**Direction a:**
Pick out every line of the records that contains the string "green".
------ Given passage
Hi Mike,
Thanks for this. The project that Mike refers to is a piece of research
which the Collections Trust has been doing with Curtis & Cartwright and
Ithaka on behalf of the European Commission to review the different
types of re-use of Public Sector Information.
Public Sector Information is broadly defined as 'your digital stuff' and
the outcomes of the project will inform the Commission's decision on
whether or not to retain the exemption for Museums & Libraries under the
PSI Directive, which is currently under review.
In broad terms, what we have been trying to do is identify and
characterise instances where cultural institutions have re-used their
digital content for both commercial and non-commercial purposes. What
has been interesting is that we have found it very hard to identify any
instances where a cultural institution is generating a stable,
repeatable surplus on this trading activity of a sufficient magnitude to
justify the effort involved.
It is my conjecture - and I should emphasise that it is only a
conjecture at the moment - that when you undertake a full economic
costing of preparing and delivering content for commercial uses, the
return on that investment is marginal. Further, when you offset this
return against the potentially far higher return of the distributed
re-use of open cultural datasets, it seems to us that we are not
reaching the full potential benefit of significantly increased mindshare
among mainstream audiences in the name of protecting an economically
unsustainable income line on the balance sheet.
------------
------ Task material
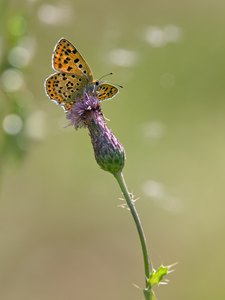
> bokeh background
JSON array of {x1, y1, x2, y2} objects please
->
[{"x1": 0, "y1": 0, "x2": 225, "y2": 300}]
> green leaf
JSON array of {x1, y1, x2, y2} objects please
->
[{"x1": 148, "y1": 265, "x2": 172, "y2": 287}]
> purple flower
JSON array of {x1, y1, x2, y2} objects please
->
[{"x1": 67, "y1": 93, "x2": 125, "y2": 175}]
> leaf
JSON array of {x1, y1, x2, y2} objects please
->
[{"x1": 148, "y1": 265, "x2": 173, "y2": 287}]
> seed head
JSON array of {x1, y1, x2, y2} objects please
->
[{"x1": 67, "y1": 93, "x2": 125, "y2": 175}]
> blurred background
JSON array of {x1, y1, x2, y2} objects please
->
[{"x1": 0, "y1": 0, "x2": 225, "y2": 300}]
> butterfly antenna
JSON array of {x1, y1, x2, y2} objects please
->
[
  {"x1": 99, "y1": 72, "x2": 113, "y2": 80},
  {"x1": 98, "y1": 72, "x2": 123, "y2": 88}
]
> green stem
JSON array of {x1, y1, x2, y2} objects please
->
[{"x1": 114, "y1": 173, "x2": 154, "y2": 300}]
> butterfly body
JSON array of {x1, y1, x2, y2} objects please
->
[{"x1": 45, "y1": 38, "x2": 119, "y2": 111}]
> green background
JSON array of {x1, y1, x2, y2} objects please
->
[{"x1": 0, "y1": 0, "x2": 225, "y2": 300}]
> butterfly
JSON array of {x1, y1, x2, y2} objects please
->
[{"x1": 45, "y1": 38, "x2": 119, "y2": 112}]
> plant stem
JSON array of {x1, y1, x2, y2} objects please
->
[{"x1": 114, "y1": 173, "x2": 154, "y2": 300}]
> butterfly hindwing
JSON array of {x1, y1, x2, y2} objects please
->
[
  {"x1": 97, "y1": 83, "x2": 119, "y2": 101},
  {"x1": 45, "y1": 73, "x2": 87, "y2": 105}
]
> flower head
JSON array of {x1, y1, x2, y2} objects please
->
[{"x1": 67, "y1": 93, "x2": 125, "y2": 175}]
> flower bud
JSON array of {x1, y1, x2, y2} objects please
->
[{"x1": 67, "y1": 94, "x2": 125, "y2": 175}]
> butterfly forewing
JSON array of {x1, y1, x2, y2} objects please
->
[
  {"x1": 52, "y1": 38, "x2": 93, "y2": 81},
  {"x1": 97, "y1": 83, "x2": 119, "y2": 101},
  {"x1": 45, "y1": 73, "x2": 87, "y2": 105}
]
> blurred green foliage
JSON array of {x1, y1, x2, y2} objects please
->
[{"x1": 0, "y1": 0, "x2": 225, "y2": 300}]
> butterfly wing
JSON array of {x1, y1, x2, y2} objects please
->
[
  {"x1": 97, "y1": 83, "x2": 119, "y2": 101},
  {"x1": 52, "y1": 38, "x2": 93, "y2": 82},
  {"x1": 45, "y1": 73, "x2": 87, "y2": 110}
]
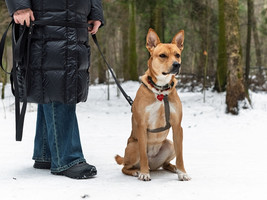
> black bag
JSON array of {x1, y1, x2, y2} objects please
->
[{"x1": 0, "y1": 20, "x2": 32, "y2": 141}]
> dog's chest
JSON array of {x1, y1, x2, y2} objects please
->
[{"x1": 145, "y1": 101, "x2": 176, "y2": 143}]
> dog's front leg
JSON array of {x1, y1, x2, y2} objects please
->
[
  {"x1": 173, "y1": 125, "x2": 191, "y2": 181},
  {"x1": 137, "y1": 125, "x2": 151, "y2": 181}
]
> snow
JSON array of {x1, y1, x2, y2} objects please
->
[{"x1": 0, "y1": 82, "x2": 267, "y2": 200}]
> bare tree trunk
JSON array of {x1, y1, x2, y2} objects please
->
[
  {"x1": 129, "y1": 0, "x2": 138, "y2": 81},
  {"x1": 251, "y1": 0, "x2": 264, "y2": 85},
  {"x1": 214, "y1": 0, "x2": 227, "y2": 92},
  {"x1": 224, "y1": 0, "x2": 246, "y2": 114},
  {"x1": 245, "y1": 0, "x2": 253, "y2": 87}
]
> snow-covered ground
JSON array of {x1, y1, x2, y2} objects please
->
[{"x1": 0, "y1": 82, "x2": 267, "y2": 200}]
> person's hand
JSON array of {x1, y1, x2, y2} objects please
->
[
  {"x1": 88, "y1": 20, "x2": 101, "y2": 35},
  {"x1": 13, "y1": 8, "x2": 35, "y2": 27}
]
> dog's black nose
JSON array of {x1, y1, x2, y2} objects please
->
[{"x1": 172, "y1": 61, "x2": 181, "y2": 69}]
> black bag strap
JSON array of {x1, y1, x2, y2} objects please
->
[
  {"x1": 0, "y1": 20, "x2": 32, "y2": 141},
  {"x1": 0, "y1": 20, "x2": 14, "y2": 74}
]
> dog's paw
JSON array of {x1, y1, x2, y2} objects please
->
[
  {"x1": 176, "y1": 169, "x2": 191, "y2": 181},
  {"x1": 138, "y1": 172, "x2": 151, "y2": 181}
]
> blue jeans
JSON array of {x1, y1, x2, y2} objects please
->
[{"x1": 33, "y1": 103, "x2": 85, "y2": 172}]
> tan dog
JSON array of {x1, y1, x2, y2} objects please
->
[{"x1": 115, "y1": 29, "x2": 191, "y2": 181}]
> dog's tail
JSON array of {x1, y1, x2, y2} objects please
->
[{"x1": 115, "y1": 155, "x2": 124, "y2": 165}]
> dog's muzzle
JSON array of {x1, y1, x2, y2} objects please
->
[{"x1": 162, "y1": 61, "x2": 181, "y2": 75}]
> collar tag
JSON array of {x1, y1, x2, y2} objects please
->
[{"x1": 157, "y1": 94, "x2": 164, "y2": 101}]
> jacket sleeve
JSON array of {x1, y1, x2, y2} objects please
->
[
  {"x1": 5, "y1": 0, "x2": 31, "y2": 16},
  {"x1": 88, "y1": 0, "x2": 104, "y2": 26}
]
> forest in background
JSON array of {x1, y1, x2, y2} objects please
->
[{"x1": 0, "y1": 0, "x2": 267, "y2": 113}]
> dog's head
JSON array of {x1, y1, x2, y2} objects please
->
[{"x1": 146, "y1": 29, "x2": 184, "y2": 84}]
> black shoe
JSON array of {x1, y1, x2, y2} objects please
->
[
  {"x1": 33, "y1": 161, "x2": 51, "y2": 169},
  {"x1": 51, "y1": 162, "x2": 97, "y2": 179}
]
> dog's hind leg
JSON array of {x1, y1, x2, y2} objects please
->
[
  {"x1": 162, "y1": 162, "x2": 177, "y2": 173},
  {"x1": 121, "y1": 166, "x2": 139, "y2": 177},
  {"x1": 149, "y1": 139, "x2": 176, "y2": 172},
  {"x1": 122, "y1": 141, "x2": 140, "y2": 176}
]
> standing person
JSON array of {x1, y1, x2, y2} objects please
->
[{"x1": 6, "y1": 0, "x2": 104, "y2": 179}]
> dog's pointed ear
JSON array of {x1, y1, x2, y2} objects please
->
[
  {"x1": 172, "y1": 30, "x2": 184, "y2": 51},
  {"x1": 146, "y1": 28, "x2": 160, "y2": 52}
]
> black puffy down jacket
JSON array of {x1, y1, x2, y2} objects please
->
[{"x1": 6, "y1": 0, "x2": 103, "y2": 104}]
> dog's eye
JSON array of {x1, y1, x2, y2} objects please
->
[{"x1": 159, "y1": 53, "x2": 167, "y2": 58}]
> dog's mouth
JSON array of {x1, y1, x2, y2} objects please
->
[{"x1": 162, "y1": 62, "x2": 181, "y2": 76}]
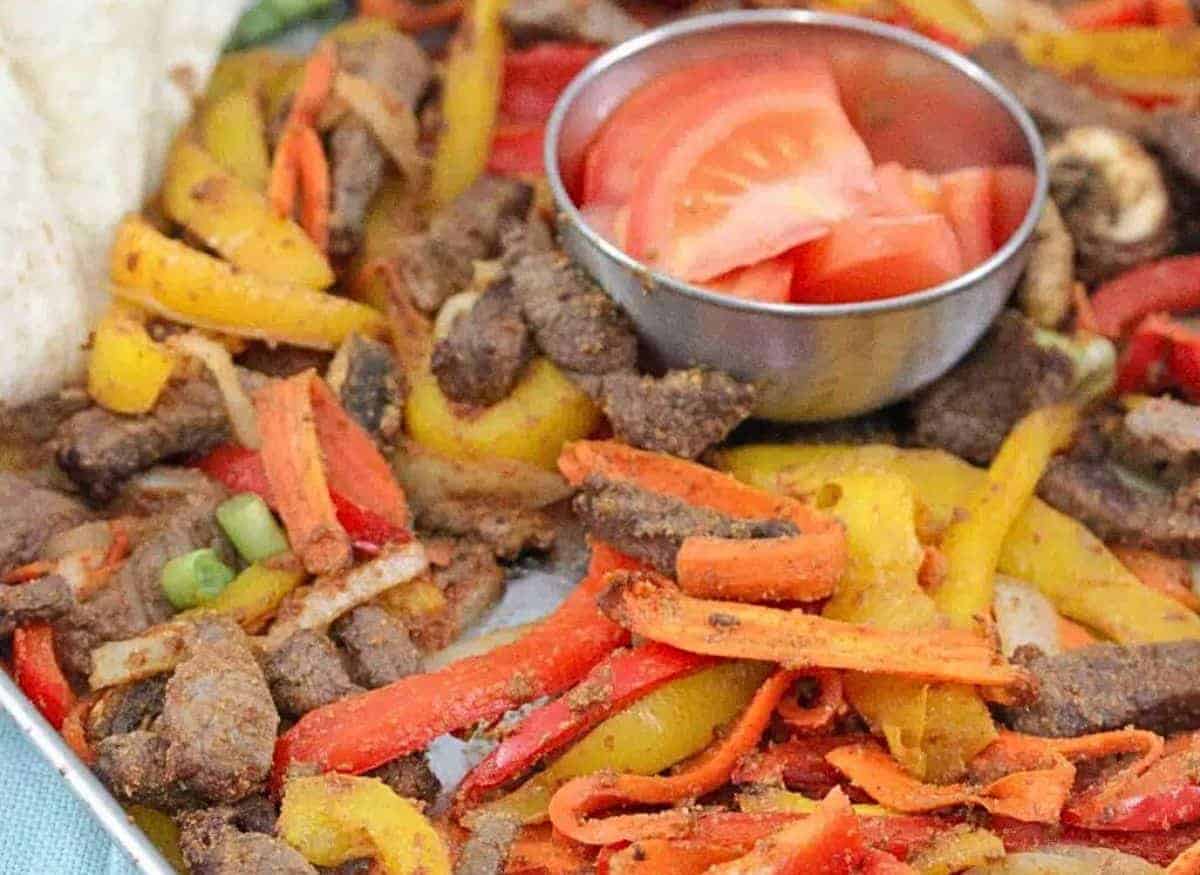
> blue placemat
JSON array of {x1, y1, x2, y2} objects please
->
[{"x1": 0, "y1": 714, "x2": 137, "y2": 875}]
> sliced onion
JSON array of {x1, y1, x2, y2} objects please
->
[
  {"x1": 168, "y1": 331, "x2": 259, "y2": 450},
  {"x1": 992, "y1": 575, "x2": 1062, "y2": 657},
  {"x1": 433, "y1": 292, "x2": 479, "y2": 340}
]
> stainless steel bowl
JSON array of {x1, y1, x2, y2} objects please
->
[{"x1": 545, "y1": 10, "x2": 1048, "y2": 421}]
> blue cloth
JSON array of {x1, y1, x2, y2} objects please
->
[{"x1": 0, "y1": 714, "x2": 137, "y2": 875}]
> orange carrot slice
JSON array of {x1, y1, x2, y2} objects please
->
[
  {"x1": 600, "y1": 571, "x2": 1032, "y2": 696},
  {"x1": 254, "y1": 371, "x2": 352, "y2": 574},
  {"x1": 550, "y1": 671, "x2": 797, "y2": 845}
]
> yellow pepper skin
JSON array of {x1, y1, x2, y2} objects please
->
[
  {"x1": 88, "y1": 301, "x2": 175, "y2": 414},
  {"x1": 162, "y1": 134, "x2": 334, "y2": 288},
  {"x1": 109, "y1": 216, "x2": 384, "y2": 349},
  {"x1": 432, "y1": 0, "x2": 508, "y2": 208},
  {"x1": 934, "y1": 406, "x2": 1079, "y2": 629},
  {"x1": 824, "y1": 472, "x2": 996, "y2": 781},
  {"x1": 200, "y1": 89, "x2": 270, "y2": 192},
  {"x1": 479, "y1": 663, "x2": 770, "y2": 823},
  {"x1": 276, "y1": 774, "x2": 451, "y2": 875},
  {"x1": 406, "y1": 358, "x2": 600, "y2": 471},
  {"x1": 721, "y1": 444, "x2": 1200, "y2": 643}
]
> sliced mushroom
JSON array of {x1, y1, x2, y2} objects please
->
[
  {"x1": 1016, "y1": 200, "x2": 1075, "y2": 328},
  {"x1": 1049, "y1": 127, "x2": 1174, "y2": 283}
]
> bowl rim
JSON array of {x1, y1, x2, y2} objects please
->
[{"x1": 542, "y1": 10, "x2": 1050, "y2": 318}]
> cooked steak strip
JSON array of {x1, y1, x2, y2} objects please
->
[
  {"x1": 263, "y1": 629, "x2": 362, "y2": 718},
  {"x1": 912, "y1": 310, "x2": 1075, "y2": 465},
  {"x1": 326, "y1": 334, "x2": 406, "y2": 447},
  {"x1": 432, "y1": 280, "x2": 533, "y2": 407},
  {"x1": 396, "y1": 176, "x2": 533, "y2": 313},
  {"x1": 509, "y1": 243, "x2": 637, "y2": 373},
  {"x1": 600, "y1": 368, "x2": 756, "y2": 459},
  {"x1": 503, "y1": 0, "x2": 646, "y2": 46},
  {"x1": 58, "y1": 379, "x2": 229, "y2": 504},
  {"x1": 574, "y1": 478, "x2": 798, "y2": 575},
  {"x1": 0, "y1": 472, "x2": 89, "y2": 574},
  {"x1": 1001, "y1": 641, "x2": 1200, "y2": 738},
  {"x1": 0, "y1": 574, "x2": 74, "y2": 640},
  {"x1": 367, "y1": 753, "x2": 442, "y2": 805},
  {"x1": 158, "y1": 617, "x2": 280, "y2": 802},
  {"x1": 330, "y1": 605, "x2": 421, "y2": 690}
]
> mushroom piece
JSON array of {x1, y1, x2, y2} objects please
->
[
  {"x1": 1049, "y1": 127, "x2": 1174, "y2": 284},
  {"x1": 1016, "y1": 200, "x2": 1075, "y2": 328}
]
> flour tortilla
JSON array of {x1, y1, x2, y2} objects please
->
[{"x1": 0, "y1": 0, "x2": 245, "y2": 406}]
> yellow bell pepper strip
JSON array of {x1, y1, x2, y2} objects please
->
[
  {"x1": 199, "y1": 89, "x2": 270, "y2": 192},
  {"x1": 88, "y1": 301, "x2": 175, "y2": 414},
  {"x1": 600, "y1": 571, "x2": 1030, "y2": 696},
  {"x1": 162, "y1": 134, "x2": 334, "y2": 288},
  {"x1": 404, "y1": 358, "x2": 600, "y2": 469},
  {"x1": 934, "y1": 406, "x2": 1079, "y2": 629},
  {"x1": 720, "y1": 444, "x2": 1200, "y2": 643},
  {"x1": 272, "y1": 544, "x2": 632, "y2": 787},
  {"x1": 110, "y1": 216, "x2": 384, "y2": 349},
  {"x1": 477, "y1": 661, "x2": 770, "y2": 823},
  {"x1": 824, "y1": 474, "x2": 996, "y2": 781},
  {"x1": 277, "y1": 774, "x2": 451, "y2": 875},
  {"x1": 431, "y1": 0, "x2": 508, "y2": 208}
]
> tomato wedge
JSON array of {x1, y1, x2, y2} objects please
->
[
  {"x1": 626, "y1": 58, "x2": 875, "y2": 282},
  {"x1": 792, "y1": 214, "x2": 962, "y2": 304},
  {"x1": 707, "y1": 254, "x2": 796, "y2": 304}
]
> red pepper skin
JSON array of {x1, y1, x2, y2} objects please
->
[
  {"x1": 196, "y1": 444, "x2": 413, "y2": 553},
  {"x1": 12, "y1": 623, "x2": 76, "y2": 730},
  {"x1": 272, "y1": 544, "x2": 638, "y2": 790},
  {"x1": 458, "y1": 641, "x2": 721, "y2": 804},
  {"x1": 1092, "y1": 256, "x2": 1200, "y2": 337}
]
------------
**Direction b:**
Answer these from the message on Public Sector Information re-use:
(i) On whose behalf is the research being done?
(ii) Which exemption under the PSI Directive could the project's outcomes affect?
(iii) What kind of instance has the team found very hard to identify?

**Full solution a:**
> green leaf
> green stem
> green background
> blurred green foliage

**Full solution b:**
(i) The European Commission.
(ii) The exemption for Museums & Libraries.
(iii) Instances where a cultural institution generates a stable, repeatable surplus on its trading activity that is large enough to justify the effort involved.